EXPLORE THE MATERIAL:
**a.** In the excerpt about the test cars, at about what time did Mr. Banks warn that only three more minutes remained?
**b.** Duplicate the part of the excerpt about the test cars between "b. The driver’s" and "the soft headliner.", inclusive.
**c.** Decide whether each statement agrees with the excerpt about the test cars, giving yes or no and quoting the deciding words: (i) The cars' headliners had corrugated cardboard beneath a thin covering. (ii) The driver's seat in Car #4 showed heavy scorching. (iii) The interior of Car #1 was photographed from above.

14. During our drives around the facility, I observed many other vehicles, airplane fuselages, etc. stored on the EMRTC grounds, some of which Mr. Banks remarked had to be regularly inventoried. Therefore, it was not clear to me why the Admiral Test Cars had to be so quickly junked.
15. Mr. Banks admonished us to watch out for rattle snakes. I asked if we had a time limit, and he said jokingly we had until the top of his head began to burn under the sun. We began photographing the three cars as best we could, but we were limited by other impeding junk, and the mangled and compressed condition of the cars. We could not get high enough to photograph the interior of Car #1 at all. Our work progressed slowly, but we were expecting to be given ample time. Then, at about 1:40, Mr. Banks alerted us that we had just three more minutes. Frustrated, we raced to take a few more exposures, before Mr. Banks drove us out of there at about 1:45.
16. I needed several more hours to thoroughly examine, label, and photograph the four cars as I had intended to, and I rushed my work in response to being rushed by our hosts. Nevertheless, I was able to make a few important observations:
a. The driver’s seat in Car #2 had not one but two holes in the back rest, including a large hole through the middle of the back rest, not clearly visible in Fig. 6-17, or discussed at all in AFSC Report, which suggests there was just one hole in this seat.
b. The driver’s seat in Car #4 shows very little scorching, notwithstanding the statements made in the Report. Regardless, an explosion does not automatically cause scorching; whether the fire from an explosion lasts long enough to cause scorching of nearby material depends on a host of variables which the AFSC did not try to model or control for in these experiments. Moreover, the AFSC has not clearly distinguished this alleged scorching from the mysterious dark deposit they cannot explain on the pipe remnants. (See Report, pg. 54.)
c. The cars’ headliners were made of a thin fabric or plastic material over corrugated cardboard. I could tell this because Car #2’s headliner had become separated from the roof. The nail which ricocheted and embedded in the back of the driver’s seat in Car #4 (Fig. 6-37 in the Report) likely had enough momentum to penetrate the soft headliner.
d. The headliner of Car #4 was not just dirty, but scuffed and ripped in places, with what appeared to be small rocks or gravel adhered to it in places, along with some small pieces of plastic. One fairly large piece of plastic (about a centimeter and a half) was embedded in the headliner above the driver’s side sun visor. I observed the nails in the headliner of Car #2 depicted in Figure 6-21 in the Report. It appears the punctures are hardly any larger than the diameter of the nails sticking out of them — that is, the fabric is not generally ripped around the nail holes.

MATERIAL SHOWN:

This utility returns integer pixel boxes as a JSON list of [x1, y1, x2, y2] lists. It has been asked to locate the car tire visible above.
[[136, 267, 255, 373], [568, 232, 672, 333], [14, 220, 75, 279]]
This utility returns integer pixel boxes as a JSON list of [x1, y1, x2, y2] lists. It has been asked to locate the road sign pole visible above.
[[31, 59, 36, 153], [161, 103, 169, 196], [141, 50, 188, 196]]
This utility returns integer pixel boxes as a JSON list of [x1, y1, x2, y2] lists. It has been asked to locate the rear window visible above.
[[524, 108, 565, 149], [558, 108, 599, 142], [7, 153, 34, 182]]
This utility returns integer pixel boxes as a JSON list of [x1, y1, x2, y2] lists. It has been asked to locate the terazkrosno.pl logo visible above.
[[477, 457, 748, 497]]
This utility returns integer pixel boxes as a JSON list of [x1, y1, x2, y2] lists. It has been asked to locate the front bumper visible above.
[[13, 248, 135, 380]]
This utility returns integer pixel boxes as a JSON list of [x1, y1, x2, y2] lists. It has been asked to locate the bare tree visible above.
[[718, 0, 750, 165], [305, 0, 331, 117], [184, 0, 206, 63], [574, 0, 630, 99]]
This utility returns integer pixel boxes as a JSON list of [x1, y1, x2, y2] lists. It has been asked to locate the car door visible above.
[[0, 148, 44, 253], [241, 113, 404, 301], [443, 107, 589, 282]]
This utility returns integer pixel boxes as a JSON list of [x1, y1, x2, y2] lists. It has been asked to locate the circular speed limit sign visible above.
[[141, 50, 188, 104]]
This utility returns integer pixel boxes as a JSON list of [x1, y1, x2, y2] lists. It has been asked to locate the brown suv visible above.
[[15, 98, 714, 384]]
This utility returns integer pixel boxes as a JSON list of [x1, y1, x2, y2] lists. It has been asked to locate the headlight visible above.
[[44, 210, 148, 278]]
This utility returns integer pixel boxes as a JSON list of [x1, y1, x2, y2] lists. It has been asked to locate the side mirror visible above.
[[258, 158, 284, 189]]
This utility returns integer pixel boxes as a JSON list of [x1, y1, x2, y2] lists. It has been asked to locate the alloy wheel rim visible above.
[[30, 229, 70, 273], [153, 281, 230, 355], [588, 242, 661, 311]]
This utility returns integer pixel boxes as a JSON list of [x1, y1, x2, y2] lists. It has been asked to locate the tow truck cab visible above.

ANSWERS BY ITEM NUMBER:
**a.** About 1:40.

**b.**
b. The driver’s seat in Car #4 shows very little scorching, notwithstanding the statements made in the Report. Regardless, an explosion does not automatically cause scorching; whether the fire from an explosion lasts long enough to cause scorching of nearby material depends on a host of variables which the AFSC did not try to model or control for in these experiments. Moreover, the AFSC has not clearly distinguished this alleged scorching from the mysterious dark deposit they cannot explain on the pipe remnants. (See Report, pg. 54.)
c. The cars’ headliners were made of a thin fabric or plastic material over corrugated cardboard. I could tell this because Car #2’s headliner had become separated from the roof. The nail which ricocheted and embedded in the back of the driver’s seat in Car #4 (Fig. 6-37 in the Report) likely had enough momentum to penetrate the soft headliner.

**c.**
(i) Yes: "made of a thin fabric or plastic material over corrugated cardboard"
(ii) No: "in Car #4 shows very little scorching"
(iii) No: "We could not get high enough to photograph the interior of Car #1 at all."